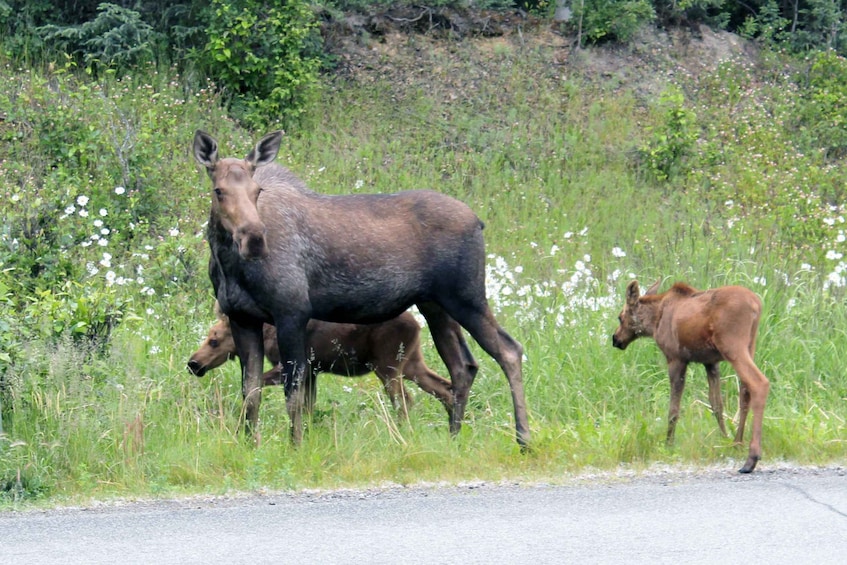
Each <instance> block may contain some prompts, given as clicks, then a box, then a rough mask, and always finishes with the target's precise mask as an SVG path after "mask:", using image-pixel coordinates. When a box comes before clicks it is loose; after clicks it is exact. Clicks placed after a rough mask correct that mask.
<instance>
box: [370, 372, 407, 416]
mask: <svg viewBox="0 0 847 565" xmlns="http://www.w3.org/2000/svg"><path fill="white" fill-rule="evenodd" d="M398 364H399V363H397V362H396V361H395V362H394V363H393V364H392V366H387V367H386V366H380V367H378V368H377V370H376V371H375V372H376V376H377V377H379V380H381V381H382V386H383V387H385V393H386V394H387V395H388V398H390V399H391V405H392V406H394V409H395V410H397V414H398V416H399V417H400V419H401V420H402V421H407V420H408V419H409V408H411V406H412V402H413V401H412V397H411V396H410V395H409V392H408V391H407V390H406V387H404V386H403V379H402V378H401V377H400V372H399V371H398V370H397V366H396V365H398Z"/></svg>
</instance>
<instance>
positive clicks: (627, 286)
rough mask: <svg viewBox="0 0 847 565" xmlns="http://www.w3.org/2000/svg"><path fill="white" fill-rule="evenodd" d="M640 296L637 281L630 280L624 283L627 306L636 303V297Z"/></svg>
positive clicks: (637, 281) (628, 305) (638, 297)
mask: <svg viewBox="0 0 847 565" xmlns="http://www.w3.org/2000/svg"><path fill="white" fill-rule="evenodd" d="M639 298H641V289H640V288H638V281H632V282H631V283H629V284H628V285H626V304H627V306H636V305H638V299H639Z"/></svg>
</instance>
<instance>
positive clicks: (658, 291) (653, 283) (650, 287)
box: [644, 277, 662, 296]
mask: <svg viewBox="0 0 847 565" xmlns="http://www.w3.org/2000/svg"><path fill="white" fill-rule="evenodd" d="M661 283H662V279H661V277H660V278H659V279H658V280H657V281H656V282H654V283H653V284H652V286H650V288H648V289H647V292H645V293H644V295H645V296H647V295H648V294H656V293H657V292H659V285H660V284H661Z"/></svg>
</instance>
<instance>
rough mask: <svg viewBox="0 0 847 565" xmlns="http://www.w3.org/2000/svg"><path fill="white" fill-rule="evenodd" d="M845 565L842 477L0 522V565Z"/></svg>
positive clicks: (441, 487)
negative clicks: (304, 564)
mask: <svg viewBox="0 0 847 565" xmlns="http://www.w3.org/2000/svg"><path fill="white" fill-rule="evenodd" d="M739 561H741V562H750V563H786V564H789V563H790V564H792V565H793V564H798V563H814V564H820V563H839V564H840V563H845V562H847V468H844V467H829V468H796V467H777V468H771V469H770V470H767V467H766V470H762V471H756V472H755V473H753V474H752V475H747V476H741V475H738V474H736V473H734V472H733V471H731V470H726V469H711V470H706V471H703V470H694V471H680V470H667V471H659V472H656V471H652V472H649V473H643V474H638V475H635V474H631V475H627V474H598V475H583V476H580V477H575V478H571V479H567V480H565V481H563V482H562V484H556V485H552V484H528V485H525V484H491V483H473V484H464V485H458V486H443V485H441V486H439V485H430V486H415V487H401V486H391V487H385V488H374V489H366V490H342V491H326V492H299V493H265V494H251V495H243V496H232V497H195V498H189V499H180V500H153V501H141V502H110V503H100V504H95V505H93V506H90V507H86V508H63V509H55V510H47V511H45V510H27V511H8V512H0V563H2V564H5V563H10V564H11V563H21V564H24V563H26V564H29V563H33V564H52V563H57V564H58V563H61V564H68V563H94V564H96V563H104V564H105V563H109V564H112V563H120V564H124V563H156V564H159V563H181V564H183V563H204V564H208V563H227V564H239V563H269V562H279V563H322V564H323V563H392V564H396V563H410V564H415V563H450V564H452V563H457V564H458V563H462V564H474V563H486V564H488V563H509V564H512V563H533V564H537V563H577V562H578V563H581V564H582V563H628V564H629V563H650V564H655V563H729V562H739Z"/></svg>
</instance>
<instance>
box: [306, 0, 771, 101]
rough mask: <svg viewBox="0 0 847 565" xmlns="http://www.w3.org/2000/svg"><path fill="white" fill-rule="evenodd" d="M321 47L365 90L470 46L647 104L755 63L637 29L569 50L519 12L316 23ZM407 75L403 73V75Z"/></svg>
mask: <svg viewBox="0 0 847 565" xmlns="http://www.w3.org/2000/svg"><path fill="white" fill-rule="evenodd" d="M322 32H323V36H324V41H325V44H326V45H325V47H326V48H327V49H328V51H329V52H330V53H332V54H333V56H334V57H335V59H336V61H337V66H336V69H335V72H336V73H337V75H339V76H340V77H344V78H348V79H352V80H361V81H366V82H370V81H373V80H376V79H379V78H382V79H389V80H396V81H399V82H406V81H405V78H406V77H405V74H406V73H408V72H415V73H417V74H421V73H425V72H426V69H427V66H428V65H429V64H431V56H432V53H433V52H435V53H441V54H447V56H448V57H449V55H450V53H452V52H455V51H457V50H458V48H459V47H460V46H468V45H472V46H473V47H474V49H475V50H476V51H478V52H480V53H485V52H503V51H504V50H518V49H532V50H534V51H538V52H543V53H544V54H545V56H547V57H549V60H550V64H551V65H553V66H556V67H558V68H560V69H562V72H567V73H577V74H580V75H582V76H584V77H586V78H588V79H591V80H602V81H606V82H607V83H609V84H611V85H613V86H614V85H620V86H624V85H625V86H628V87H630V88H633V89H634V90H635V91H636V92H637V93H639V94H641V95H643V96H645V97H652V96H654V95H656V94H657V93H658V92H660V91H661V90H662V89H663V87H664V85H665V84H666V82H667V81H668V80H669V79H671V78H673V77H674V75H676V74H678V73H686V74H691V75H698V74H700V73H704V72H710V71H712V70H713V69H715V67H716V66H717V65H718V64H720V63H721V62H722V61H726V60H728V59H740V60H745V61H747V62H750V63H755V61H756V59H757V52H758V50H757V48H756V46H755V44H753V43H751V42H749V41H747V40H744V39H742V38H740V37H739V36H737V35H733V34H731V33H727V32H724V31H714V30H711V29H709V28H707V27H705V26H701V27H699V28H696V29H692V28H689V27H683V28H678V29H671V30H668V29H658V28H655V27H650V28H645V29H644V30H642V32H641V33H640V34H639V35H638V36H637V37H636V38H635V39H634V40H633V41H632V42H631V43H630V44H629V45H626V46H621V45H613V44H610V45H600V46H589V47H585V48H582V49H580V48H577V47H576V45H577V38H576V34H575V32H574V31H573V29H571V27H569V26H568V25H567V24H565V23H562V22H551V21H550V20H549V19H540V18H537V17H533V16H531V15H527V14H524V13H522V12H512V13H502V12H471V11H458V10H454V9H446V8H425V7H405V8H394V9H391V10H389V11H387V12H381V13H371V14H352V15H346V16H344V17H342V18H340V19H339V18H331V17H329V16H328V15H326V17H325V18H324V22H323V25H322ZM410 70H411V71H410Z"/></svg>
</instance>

■ **Assignment**
Copy the rows verbatim from the beginning up to and including the line containing "box: [370, 372, 407, 416]". Omit the picture from your copy.

■ **Result of this exercise**
Each <instance> block may contain some prompts, given as clicks, then a box, then a rough mask, and always finishes with the target's precise mask as an SVG path after "mask:", using image-pixel coordinates. When a box comes before clicks it is loose; after clicks it is exact. Clicks placed after a rough mask correct that mask.
<instance>
box: [370, 372, 407, 416]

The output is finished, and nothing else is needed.